• Task requirements:
Could you reproduce every entry as it stands, leaving the pictures behind?

• Supplied entries:
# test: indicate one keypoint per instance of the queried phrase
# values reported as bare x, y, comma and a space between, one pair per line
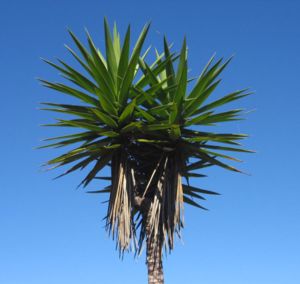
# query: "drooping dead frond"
119, 219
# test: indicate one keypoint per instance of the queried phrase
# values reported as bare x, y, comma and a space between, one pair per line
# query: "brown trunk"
154, 260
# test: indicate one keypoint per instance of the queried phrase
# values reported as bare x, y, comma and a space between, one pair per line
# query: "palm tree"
139, 119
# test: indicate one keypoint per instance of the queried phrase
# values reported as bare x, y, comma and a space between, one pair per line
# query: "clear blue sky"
52, 233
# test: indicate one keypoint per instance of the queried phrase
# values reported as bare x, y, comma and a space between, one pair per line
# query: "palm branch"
139, 119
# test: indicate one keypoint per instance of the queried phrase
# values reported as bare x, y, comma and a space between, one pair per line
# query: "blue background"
53, 233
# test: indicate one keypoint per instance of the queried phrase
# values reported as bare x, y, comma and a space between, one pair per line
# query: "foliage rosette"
142, 120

• Expected answer:
# test: indicate one keypoint per instance of the queried phrase
# values reported as bare x, y, comma and a space between, one pair per line
# query: "drooping dead frond"
119, 219
# test: indicate one keypoint per instance of the queried phrase
# values reported as bare x, y, comma and a space between, one pair per line
# query: "brown trunk"
154, 260
# test: indicate one keypoint per instance of the queried phrase
# values reported as bare x, y, comma and a space between, one pair per line
# query: "palm tree"
139, 119
# test: indicate one keypoint per instance of the queried phrase
# values reported as bare x, y, comma and a space between, one pair per line
# query: "clear blue sky"
52, 233
# test: indicate one keypoint per instance of the queried phrase
# values reported as bare x, y, comma and a space between, one pair per line
# query: "palm branch"
139, 119
# test: indicate one keypoint per instance of the queried phrase
# values reported as bare x, y, comma and a space between, one pair per line
# query: "blue background"
53, 233
# test: indicate one keypoint per instance of the queried phrase
# values reported as bare x, y, comma and a space between, one pair per line
# query: "foliage rosette"
142, 120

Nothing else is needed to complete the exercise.